### Task statement:
Resume the passage below about the Sandy aid clawbacks, picking up after its final sentence.

### Passage shown:
+--

Even though the repayments have been frozen, they have prevented RREM from closing homeowners out of the program. That means a deed restriction — or covenant, in the state's parlance — prevents the homeowner from selling the house, or even refinancing the mortgage, unless the clawback is repaid.
"New Jersey is recovering from two crises right now; the impact of COVID-19 on our state and the lingering effects of superstorm Sandy," Kim said. "It’s time we took action to help our local mayors and homeowners to give them a fighting chance to stay on their feet during these historically tough times."
Sandy advocacy groups, including the New Jersey Organizing Project, have been lobbying for the state to stop seeking repayments — known to Sandy victims as clawbacks and to state officials as recoupment — saying the process was unwieldy, confusing and filled with errors.
Smith, Van Drew introduced similar bill
The legislation introduced by Kim and Pallone is similar to the "Equity for Disaster Victims Act," sponsored by U.S. Reps. Chris Smith and Jeff Van Drew, both R-N.J. The measure introduced by Smith and Van Drew in early April also mandates disaster loan forgiveness for municipalities, and would clarify that a federal Small Business Administration loan is not a so-called "duplication of benefit."

+--

### Data shown:
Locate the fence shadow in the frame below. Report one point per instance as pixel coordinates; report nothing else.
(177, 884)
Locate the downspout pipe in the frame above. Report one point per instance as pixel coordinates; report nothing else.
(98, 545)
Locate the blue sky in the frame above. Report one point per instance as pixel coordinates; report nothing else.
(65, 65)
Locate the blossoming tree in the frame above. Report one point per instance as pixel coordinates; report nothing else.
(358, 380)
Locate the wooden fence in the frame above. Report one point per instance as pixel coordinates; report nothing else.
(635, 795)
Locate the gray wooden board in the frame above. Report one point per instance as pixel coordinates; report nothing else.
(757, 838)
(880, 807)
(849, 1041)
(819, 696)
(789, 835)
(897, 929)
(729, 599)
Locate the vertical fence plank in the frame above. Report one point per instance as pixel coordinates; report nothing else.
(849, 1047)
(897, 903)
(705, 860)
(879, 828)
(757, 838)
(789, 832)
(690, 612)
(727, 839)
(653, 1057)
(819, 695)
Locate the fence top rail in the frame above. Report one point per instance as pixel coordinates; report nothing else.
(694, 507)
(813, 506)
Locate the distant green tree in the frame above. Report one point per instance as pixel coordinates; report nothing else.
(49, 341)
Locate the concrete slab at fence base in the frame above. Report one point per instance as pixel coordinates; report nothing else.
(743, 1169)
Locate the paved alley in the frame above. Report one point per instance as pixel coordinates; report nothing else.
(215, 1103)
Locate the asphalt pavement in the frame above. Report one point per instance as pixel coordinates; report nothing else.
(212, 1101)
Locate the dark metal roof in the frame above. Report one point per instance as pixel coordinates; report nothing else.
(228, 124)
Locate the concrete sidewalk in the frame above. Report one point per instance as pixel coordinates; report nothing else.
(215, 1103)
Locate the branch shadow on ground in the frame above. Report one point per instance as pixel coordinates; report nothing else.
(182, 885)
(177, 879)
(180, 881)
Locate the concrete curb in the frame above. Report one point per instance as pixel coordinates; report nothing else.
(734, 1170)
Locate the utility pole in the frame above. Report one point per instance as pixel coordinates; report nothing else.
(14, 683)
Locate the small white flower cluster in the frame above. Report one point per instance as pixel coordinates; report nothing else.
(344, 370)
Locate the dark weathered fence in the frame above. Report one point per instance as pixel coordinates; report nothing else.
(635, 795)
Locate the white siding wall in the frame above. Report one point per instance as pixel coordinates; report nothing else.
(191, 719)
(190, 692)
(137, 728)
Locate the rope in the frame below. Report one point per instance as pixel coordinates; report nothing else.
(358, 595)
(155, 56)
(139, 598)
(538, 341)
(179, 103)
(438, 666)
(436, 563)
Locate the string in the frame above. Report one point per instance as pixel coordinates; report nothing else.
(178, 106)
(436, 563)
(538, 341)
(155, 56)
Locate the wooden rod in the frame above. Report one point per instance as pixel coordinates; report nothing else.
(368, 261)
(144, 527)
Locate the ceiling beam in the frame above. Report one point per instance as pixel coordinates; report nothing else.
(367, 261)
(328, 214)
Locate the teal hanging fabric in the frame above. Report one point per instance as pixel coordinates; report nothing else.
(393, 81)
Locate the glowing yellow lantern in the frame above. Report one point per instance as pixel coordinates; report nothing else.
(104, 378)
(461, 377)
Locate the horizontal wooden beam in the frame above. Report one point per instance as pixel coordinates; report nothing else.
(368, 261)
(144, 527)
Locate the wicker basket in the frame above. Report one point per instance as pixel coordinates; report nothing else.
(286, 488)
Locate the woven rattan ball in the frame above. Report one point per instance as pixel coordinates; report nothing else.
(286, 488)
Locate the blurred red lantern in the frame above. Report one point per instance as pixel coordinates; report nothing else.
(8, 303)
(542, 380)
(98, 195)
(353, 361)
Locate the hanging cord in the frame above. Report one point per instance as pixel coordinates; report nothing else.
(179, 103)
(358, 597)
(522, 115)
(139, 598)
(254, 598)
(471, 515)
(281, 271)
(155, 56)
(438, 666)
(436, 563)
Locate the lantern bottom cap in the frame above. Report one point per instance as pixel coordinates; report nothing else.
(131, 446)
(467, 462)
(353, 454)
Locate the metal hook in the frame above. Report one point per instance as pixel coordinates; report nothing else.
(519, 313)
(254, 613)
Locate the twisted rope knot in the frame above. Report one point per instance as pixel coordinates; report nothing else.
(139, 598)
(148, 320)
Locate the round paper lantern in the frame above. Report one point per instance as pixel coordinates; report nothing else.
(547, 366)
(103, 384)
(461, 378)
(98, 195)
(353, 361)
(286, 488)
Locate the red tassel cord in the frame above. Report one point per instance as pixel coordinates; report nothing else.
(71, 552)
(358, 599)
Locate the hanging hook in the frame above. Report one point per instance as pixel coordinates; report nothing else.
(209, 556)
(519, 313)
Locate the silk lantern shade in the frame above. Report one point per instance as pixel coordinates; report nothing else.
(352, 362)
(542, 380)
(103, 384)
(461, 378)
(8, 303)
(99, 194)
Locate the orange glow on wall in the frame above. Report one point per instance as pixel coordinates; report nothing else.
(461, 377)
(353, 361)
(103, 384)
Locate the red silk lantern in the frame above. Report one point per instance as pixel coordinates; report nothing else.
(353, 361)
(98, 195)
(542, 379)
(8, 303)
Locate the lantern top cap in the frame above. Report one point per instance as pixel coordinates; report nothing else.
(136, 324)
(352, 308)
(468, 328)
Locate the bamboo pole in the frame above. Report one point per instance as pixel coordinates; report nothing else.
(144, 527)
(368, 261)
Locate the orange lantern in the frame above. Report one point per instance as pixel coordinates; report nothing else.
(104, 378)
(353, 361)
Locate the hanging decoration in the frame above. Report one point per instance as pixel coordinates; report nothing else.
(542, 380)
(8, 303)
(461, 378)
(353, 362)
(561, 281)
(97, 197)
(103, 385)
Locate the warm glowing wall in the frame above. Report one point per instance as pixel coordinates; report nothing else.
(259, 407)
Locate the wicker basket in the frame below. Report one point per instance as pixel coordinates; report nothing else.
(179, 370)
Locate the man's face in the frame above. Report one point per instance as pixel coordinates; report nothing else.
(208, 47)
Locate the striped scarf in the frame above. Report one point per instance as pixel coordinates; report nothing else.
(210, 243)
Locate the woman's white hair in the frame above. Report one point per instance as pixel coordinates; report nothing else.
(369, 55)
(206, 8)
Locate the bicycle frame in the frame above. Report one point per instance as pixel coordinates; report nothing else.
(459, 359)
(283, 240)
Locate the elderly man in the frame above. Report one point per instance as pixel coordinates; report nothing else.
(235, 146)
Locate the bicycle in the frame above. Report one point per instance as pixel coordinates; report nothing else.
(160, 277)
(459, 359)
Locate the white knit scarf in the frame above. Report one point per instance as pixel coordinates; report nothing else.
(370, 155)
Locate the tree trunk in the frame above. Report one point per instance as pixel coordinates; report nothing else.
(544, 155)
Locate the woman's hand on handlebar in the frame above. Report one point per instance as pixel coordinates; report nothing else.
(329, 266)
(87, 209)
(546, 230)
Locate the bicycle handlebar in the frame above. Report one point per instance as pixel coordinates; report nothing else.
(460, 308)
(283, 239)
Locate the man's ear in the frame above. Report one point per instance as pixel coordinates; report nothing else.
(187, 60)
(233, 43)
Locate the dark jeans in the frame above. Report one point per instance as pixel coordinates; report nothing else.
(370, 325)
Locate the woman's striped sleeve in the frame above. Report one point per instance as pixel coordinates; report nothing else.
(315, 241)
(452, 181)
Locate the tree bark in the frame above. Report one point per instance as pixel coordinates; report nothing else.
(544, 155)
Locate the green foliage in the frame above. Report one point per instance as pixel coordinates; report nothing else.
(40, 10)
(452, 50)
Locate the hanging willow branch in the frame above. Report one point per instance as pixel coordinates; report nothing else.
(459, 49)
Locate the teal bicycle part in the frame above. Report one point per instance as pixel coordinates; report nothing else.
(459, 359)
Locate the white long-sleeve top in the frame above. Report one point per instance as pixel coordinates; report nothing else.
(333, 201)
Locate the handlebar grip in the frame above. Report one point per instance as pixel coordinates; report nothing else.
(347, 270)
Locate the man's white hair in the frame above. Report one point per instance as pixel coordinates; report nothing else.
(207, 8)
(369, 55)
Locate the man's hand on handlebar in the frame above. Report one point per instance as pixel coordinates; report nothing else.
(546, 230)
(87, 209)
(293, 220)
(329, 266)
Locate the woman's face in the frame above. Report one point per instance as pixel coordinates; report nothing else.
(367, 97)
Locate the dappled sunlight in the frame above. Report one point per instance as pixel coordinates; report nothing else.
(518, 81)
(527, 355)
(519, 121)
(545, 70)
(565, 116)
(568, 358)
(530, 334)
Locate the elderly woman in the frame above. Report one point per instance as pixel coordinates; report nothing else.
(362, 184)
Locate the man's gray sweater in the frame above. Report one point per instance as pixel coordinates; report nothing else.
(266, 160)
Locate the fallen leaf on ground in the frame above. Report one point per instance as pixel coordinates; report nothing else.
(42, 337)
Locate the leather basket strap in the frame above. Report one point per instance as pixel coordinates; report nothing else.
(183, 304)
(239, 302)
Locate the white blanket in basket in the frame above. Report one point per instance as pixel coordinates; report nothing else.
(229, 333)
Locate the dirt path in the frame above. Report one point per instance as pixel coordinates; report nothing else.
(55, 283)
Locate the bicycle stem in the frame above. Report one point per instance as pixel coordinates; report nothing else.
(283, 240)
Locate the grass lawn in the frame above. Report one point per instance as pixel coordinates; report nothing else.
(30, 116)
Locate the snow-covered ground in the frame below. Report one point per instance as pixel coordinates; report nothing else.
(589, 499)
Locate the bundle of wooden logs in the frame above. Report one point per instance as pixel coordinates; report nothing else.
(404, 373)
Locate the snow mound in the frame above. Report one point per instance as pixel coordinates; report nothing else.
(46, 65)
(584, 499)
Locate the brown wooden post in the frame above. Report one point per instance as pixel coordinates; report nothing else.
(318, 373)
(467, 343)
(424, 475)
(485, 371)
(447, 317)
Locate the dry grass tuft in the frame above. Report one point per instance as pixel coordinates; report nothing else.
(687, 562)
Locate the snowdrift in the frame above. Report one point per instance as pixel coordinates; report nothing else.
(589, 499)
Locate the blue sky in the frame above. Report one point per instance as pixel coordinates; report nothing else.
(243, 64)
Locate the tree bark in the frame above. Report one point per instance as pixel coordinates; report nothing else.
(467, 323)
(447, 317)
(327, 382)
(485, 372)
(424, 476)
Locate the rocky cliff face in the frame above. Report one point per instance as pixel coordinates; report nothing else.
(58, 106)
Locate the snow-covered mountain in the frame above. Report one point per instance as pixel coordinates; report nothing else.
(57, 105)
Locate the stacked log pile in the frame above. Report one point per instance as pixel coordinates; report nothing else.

+--

### Reply:
Since the rebuilding programs for homeowners were funded with federal money, the state Department of Community Affairs has said that the RREM and LMI programs operate under the auspices of the federal Stafford Act, which bars homeowners from receiving more funds than necessary to repair damaged houses.
The law also bans so-called "duplication of benefits," which means other sources of aid, including SBA loans, insurance proceeds and money intended to be used to elevate homes, are included in the calculation of the amount of money a Sandy homeowner should receive to rebuild.
Before RREM and LMI grant recipients are closed out of the program, the state is required by HUD to conduct an audit to make sure a homeowner's initial grant should not be reduced by the amount of any extra funds — including insurance payments or loans — that were received after the grant was awarded.
Many Sandy survivors took out SBA loans during the difficult weeks immediately following the storm, without realizing that the loan amounts would be subtracted from the total grant they could receive under the RREM program.
“These two Sandy-era programs should be fixed so that our towns and residents—many now out of work — can focus on the crisis at hand,” said Smith. “As the second-highest impact area for coronavirus, we need to meet the demands going forward. Instead of pressuring our towns, the federal government needs to accept responsibility for its past mistakes and work with us to address the future.”
Little Egg Harbor resident Estelle Stolz, a New Jersey Organizing Project member, said she is facing a clawback after not realizing Increased Cost of Compliance money she received from the National Flood Insurance Program would be subtracted from her RREM grant.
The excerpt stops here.